EXERCISE PROMPT. An acceptable response holds only the line containing "One dot marks each instance of the forest" and every line after it to the end of the records, each reproduced exactly.

#####

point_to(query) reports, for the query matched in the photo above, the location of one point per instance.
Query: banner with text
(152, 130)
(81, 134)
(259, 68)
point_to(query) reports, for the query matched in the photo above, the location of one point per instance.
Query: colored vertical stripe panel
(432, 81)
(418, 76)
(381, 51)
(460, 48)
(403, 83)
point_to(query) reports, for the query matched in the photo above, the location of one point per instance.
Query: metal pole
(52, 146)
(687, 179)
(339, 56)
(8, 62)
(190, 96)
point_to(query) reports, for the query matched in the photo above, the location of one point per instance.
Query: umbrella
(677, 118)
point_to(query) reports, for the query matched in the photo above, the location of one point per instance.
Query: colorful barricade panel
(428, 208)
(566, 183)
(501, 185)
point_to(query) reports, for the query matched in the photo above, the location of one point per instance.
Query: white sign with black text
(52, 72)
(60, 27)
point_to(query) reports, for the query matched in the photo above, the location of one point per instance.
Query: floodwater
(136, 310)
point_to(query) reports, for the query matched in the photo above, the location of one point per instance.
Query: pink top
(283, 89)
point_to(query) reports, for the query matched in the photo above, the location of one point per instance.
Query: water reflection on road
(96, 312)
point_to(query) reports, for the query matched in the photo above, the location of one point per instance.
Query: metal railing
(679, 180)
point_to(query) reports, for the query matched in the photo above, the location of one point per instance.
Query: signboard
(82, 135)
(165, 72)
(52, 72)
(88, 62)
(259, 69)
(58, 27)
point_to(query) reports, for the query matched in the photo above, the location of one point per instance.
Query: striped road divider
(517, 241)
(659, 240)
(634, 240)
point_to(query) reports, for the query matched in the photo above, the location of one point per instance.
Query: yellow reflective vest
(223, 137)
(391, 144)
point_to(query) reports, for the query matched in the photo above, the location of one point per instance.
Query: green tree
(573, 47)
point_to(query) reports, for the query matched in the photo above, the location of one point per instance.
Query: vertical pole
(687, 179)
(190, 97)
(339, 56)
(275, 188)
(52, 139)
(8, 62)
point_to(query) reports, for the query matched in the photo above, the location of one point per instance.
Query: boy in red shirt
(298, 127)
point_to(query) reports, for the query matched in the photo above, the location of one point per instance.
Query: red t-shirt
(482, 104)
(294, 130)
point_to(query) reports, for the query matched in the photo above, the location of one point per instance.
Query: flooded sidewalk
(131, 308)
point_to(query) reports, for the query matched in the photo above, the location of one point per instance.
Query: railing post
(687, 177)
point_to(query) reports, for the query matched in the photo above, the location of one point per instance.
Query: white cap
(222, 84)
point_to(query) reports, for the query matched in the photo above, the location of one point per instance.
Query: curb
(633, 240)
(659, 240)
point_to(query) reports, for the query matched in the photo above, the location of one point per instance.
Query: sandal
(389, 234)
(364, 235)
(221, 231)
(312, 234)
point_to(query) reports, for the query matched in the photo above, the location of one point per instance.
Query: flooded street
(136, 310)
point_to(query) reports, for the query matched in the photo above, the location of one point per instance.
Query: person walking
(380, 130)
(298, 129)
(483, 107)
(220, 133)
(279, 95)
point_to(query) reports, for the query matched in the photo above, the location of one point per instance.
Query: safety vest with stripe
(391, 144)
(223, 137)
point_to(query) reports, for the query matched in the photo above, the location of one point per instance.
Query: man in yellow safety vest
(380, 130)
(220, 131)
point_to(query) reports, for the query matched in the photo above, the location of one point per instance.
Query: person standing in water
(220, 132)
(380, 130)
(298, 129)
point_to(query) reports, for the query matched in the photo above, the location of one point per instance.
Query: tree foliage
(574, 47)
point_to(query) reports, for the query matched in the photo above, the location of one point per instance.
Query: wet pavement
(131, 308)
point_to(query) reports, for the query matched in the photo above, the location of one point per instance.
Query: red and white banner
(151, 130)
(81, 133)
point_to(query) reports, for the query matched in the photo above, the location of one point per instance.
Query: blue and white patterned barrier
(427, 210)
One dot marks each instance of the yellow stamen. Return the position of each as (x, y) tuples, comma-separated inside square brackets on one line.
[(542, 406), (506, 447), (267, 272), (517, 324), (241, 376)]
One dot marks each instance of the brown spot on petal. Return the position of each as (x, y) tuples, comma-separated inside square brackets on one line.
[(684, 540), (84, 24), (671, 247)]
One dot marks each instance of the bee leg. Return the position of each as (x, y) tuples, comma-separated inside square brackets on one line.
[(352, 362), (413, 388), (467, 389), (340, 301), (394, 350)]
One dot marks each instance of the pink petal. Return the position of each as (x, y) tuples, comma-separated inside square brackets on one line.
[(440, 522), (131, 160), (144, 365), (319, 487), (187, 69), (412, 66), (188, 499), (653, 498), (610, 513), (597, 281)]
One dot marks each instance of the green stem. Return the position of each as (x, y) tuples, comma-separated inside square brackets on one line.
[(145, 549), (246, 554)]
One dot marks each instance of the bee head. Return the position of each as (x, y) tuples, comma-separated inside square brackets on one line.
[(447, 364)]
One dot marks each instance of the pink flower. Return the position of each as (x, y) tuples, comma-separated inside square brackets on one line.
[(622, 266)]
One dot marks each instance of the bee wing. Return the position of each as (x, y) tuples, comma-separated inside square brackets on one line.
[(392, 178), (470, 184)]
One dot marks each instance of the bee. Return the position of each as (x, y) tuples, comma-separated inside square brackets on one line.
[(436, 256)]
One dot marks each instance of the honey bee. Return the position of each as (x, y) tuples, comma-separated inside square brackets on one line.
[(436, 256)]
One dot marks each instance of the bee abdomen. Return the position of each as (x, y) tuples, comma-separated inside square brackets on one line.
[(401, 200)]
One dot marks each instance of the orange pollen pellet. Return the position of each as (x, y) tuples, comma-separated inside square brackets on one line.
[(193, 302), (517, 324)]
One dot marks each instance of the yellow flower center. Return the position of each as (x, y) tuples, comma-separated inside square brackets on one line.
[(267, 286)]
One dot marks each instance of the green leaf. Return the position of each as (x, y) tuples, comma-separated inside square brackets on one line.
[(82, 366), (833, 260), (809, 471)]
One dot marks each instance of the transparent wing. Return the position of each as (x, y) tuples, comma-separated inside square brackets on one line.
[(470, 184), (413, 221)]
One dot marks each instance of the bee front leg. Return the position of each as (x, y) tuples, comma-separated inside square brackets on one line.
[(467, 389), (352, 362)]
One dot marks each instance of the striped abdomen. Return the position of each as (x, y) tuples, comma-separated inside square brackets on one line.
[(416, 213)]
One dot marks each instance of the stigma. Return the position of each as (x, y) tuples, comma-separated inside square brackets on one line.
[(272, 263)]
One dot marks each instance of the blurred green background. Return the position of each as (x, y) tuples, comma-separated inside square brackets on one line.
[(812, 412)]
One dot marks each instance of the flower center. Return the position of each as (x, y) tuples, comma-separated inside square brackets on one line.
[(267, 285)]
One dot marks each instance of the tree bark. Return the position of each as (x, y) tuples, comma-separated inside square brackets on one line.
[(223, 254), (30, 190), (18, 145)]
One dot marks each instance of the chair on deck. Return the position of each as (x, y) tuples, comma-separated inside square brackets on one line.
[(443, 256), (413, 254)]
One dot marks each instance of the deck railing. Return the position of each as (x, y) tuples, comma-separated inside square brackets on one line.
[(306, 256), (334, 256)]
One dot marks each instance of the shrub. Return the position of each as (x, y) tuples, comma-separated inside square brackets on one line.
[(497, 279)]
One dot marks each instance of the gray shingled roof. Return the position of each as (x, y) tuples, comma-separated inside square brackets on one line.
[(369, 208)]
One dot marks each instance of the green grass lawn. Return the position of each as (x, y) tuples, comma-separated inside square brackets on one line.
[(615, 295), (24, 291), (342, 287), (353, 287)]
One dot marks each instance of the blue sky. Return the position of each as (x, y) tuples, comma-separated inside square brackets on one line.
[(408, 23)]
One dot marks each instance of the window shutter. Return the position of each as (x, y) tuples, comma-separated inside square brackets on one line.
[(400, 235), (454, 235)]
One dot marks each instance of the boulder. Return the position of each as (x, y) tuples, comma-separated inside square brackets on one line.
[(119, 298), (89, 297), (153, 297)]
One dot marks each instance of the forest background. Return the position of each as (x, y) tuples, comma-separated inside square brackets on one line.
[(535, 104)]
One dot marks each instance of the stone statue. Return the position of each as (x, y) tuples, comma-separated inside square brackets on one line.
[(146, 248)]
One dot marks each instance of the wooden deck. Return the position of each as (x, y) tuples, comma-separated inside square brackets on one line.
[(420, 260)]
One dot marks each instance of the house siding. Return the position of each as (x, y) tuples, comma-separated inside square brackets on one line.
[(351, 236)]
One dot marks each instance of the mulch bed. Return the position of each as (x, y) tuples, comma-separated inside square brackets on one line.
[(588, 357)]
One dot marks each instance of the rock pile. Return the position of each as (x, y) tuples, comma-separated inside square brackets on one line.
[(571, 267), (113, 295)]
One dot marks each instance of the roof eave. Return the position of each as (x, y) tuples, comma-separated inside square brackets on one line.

#####

EXERCISE OUTPUT.
One dot marks each instance of the forest background. Return the position of each as (x, y) tuples, comma-separated inside square brackets on one line.
[(535, 104)]
One dot marks each instance of the stone statue. Return the position of each as (x, y) tuples, comma-separated inside square brackets on one line.
[(146, 248)]
One dot marks each instance of the wooden deck. Return the position of each as (x, y) tuples, comma-separated inside square brackets on one line.
[(420, 260)]
One dot marks each instance of the house siding. Return the position of each as (x, y) tuples, comma-separated inside square brackets on one line.
[(351, 236)]
One dot marks each instance of the mulch bed. Return the position of each as (x, y) tuples, comma-separated inside square brackets on one line.
[(588, 357)]
One dot marks each instance of the rock pile. Return the position of each as (x, y) tuples, comma-separated inside square brackets on one line.
[(571, 267), (113, 295)]
One dot marks each instance of the roof eave. Return the position of each as (x, y) tuples, comma-separated inside square brackets on one line.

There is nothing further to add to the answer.